- COMPITO SCRITTO 1
Estrai per intero, senza alcuna modifica, il testo su Sylva Koscina che trovi qui sotto.

Sylva Koscina è arrivata al cinema col Giro d'Italia
Il volto di Silva Koshina, che rappresenterà il cinema italiano al festival di Cannes nel film “Il ferroviere”, apparve per la prima volta sui giornali accanto a quello del ciclista Van Steenhergen
Roma, aprile
Tutto é accaduto nello spazio di sei mesi: la firma di un contratto di sei anni con il produttore Ponti, il primo film con un regista di vaglia come Pietro Germi, le fotografie sui giornali, un secondo film — e questo interrotto prima della fine (non c’è attrice o attore che si rispetti che di questi tempi non vanti una esperienza del genere), poi la offerta per interpretare un terzo film, e, finalmente, l’invito di recarsi al Festival di Cannes dove il film di Germi, Il ferroviere”, rappresenterà quest’anno l’Italia assieme a ’’Gli innamorati” di Mauro Bolognini.

- RIGHE MOSTRATE
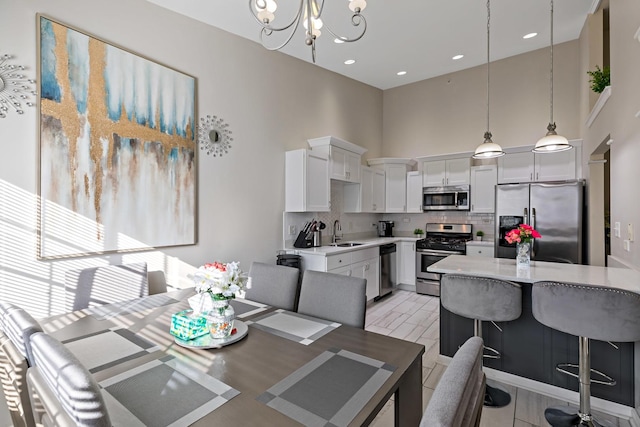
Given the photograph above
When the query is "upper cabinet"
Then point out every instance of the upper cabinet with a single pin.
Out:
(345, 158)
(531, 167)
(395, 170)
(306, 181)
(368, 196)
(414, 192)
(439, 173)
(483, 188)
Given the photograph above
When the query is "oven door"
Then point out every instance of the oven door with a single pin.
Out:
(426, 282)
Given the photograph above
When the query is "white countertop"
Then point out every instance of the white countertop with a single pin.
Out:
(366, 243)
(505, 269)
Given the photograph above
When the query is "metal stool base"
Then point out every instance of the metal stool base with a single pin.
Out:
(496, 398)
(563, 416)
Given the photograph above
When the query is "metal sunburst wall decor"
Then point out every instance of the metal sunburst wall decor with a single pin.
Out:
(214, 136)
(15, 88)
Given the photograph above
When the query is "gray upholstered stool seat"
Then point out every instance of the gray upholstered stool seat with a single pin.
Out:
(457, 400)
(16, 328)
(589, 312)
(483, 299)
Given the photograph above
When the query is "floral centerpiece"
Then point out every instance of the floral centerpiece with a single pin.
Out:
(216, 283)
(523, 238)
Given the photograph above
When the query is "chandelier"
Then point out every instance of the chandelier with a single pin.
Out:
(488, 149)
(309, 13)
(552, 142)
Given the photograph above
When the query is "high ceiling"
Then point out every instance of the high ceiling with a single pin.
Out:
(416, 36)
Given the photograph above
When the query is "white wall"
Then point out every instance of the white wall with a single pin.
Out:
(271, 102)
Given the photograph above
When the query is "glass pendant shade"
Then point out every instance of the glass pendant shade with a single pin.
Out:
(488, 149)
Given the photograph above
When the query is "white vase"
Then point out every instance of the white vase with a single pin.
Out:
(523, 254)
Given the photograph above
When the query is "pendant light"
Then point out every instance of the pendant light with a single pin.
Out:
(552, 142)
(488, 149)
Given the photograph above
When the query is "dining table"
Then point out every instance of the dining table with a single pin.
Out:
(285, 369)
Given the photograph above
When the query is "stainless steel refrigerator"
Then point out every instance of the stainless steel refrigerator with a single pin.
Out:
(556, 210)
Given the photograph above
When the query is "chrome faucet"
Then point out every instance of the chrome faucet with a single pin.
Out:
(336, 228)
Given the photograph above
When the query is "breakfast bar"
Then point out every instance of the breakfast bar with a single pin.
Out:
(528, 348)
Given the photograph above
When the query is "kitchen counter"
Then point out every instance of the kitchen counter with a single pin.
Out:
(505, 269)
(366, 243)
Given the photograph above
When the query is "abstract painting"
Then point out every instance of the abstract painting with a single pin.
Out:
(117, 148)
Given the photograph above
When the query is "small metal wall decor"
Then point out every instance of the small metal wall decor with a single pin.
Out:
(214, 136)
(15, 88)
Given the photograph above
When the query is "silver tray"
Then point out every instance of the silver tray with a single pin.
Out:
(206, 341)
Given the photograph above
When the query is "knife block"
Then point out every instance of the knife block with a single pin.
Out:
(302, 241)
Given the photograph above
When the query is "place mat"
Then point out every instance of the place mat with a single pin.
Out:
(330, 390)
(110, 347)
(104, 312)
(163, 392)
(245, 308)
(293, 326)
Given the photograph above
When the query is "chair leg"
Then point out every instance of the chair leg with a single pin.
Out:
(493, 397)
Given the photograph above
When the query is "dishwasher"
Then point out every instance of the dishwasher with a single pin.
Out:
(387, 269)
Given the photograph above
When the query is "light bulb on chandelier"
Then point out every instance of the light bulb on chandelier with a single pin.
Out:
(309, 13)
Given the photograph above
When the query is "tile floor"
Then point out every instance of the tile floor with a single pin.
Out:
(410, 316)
---
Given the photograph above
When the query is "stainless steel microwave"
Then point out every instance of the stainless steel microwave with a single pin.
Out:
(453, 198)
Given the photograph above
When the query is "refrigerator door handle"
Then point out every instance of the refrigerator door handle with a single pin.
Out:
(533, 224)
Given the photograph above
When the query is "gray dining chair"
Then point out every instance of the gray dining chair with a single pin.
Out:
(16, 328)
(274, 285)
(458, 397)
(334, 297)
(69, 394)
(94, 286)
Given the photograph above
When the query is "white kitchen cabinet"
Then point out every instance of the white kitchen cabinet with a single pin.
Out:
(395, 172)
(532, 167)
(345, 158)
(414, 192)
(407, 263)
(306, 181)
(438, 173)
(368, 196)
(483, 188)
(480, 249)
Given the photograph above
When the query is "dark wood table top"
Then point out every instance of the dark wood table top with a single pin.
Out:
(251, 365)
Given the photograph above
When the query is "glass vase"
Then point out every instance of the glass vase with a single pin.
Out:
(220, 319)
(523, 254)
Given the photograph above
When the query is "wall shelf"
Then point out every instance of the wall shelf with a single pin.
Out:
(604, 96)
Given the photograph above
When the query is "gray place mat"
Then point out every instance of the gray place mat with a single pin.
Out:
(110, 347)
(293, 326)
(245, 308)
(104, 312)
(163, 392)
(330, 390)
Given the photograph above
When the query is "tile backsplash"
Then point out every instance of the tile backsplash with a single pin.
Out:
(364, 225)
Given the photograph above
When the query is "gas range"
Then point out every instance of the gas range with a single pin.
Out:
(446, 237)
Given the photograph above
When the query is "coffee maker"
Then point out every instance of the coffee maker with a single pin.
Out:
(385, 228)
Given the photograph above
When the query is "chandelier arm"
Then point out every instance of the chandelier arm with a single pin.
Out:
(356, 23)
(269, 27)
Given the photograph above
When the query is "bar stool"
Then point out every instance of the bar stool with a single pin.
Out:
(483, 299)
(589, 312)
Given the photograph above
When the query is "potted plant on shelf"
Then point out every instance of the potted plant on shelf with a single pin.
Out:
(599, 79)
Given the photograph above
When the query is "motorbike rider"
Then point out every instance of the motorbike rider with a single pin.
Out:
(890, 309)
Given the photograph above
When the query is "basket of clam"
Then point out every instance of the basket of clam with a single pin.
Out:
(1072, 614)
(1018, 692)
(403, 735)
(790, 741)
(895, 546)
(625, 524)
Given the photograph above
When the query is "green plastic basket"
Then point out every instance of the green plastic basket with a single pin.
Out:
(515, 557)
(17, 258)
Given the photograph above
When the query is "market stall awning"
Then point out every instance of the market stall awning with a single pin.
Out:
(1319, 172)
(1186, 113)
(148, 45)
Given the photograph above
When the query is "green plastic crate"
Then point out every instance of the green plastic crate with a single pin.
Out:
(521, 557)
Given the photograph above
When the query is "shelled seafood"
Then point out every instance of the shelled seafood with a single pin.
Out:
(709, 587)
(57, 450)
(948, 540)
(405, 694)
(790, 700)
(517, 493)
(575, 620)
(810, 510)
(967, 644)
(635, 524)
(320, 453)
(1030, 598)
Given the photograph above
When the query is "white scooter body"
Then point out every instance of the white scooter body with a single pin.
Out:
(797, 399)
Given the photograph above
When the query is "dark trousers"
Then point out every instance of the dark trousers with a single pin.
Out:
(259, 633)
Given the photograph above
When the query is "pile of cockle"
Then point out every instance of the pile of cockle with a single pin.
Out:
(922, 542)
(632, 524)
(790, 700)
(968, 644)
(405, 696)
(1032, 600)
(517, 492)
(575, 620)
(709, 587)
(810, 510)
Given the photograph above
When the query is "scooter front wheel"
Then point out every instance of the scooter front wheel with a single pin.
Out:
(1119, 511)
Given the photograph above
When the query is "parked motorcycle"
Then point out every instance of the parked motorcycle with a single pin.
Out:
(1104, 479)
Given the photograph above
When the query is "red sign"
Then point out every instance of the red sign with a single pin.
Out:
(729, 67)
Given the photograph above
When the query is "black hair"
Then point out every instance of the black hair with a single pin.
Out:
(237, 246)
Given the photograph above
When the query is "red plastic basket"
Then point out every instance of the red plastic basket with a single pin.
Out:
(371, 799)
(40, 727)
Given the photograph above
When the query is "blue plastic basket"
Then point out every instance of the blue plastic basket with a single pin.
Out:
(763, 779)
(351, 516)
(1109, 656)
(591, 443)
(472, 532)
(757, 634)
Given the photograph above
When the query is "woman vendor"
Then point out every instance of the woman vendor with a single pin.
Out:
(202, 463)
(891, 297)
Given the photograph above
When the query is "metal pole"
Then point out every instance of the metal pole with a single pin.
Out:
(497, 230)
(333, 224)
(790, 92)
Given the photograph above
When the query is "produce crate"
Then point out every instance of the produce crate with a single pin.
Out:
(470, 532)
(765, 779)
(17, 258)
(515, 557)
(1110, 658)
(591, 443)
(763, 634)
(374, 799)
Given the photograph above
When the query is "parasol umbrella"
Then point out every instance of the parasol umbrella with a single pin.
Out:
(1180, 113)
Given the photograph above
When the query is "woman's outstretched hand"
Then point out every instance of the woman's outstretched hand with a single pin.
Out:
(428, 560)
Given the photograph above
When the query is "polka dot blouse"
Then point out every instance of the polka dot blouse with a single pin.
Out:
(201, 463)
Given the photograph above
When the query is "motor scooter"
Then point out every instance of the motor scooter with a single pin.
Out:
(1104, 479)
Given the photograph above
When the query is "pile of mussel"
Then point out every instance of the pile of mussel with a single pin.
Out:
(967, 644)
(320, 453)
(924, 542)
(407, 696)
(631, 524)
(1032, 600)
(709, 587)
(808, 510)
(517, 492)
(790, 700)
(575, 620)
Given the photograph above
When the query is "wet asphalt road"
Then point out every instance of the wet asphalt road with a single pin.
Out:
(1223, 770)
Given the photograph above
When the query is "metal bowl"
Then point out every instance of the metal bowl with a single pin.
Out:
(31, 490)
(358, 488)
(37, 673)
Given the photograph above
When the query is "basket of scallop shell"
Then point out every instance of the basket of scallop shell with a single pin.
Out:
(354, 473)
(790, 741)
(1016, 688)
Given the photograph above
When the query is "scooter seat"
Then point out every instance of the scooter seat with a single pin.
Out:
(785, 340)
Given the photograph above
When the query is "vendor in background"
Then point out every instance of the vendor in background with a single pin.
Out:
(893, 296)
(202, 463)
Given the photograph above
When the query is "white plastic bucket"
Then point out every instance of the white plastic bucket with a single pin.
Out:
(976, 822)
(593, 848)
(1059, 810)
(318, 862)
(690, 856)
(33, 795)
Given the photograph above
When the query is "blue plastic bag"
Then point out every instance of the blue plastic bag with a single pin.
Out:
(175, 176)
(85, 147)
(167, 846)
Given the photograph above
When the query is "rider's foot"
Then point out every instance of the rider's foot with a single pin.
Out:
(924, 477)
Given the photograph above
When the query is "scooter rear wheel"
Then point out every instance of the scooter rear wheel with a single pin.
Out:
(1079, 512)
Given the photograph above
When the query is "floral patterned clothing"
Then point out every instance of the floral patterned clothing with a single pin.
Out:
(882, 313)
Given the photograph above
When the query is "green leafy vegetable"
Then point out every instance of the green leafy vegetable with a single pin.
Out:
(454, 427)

- COMPITO SCRITTO 2
Filtra le righe dei due blocchi qui sopra e riporta ognuna di quelle in cui compare la parola "woman".

- RISPOSTA COMPLETA 1
Sylva Koscina è arrivata al cinema col Giro d'Italia
Il volto di Silva Koshina, che rappresenterà il cinema italiano al festival di Cannes nel film “Il ferroviere”, apparve per la prima volta sui giornali accanto a quello del ciclista Van Steenhergen
Roma, aprile
Tutto é accaduto nello spazio di sei mesi: la firma di un contratto di sei anni con il produttore Ponti, il primo film con un regista di vaglia come Pietro Germi, le fotografie sui giornali, un secondo film — e questo interrotto prima della fine (non c’è attrice o attore che si rispetti che di questi tempi non vanti una esperienza del genere), poi la offerta per interpretare un terzo film, e, finalmente, l’invito di recarsi al Festival di Cannes dove il film di Germi, Il ferroviere”, rappresenterà quest’anno l’Italia assieme a ’’Gli innamorati” di Mauro Bolognini.

- RISPOSTA COMPLETA 2
When the query is "woman vendor"
Then point out every instance of the woman vendor with a single pin.
When the query is "woman's outstretched hand"
Then point out every instance of the woman's outstretched hand with a single pin.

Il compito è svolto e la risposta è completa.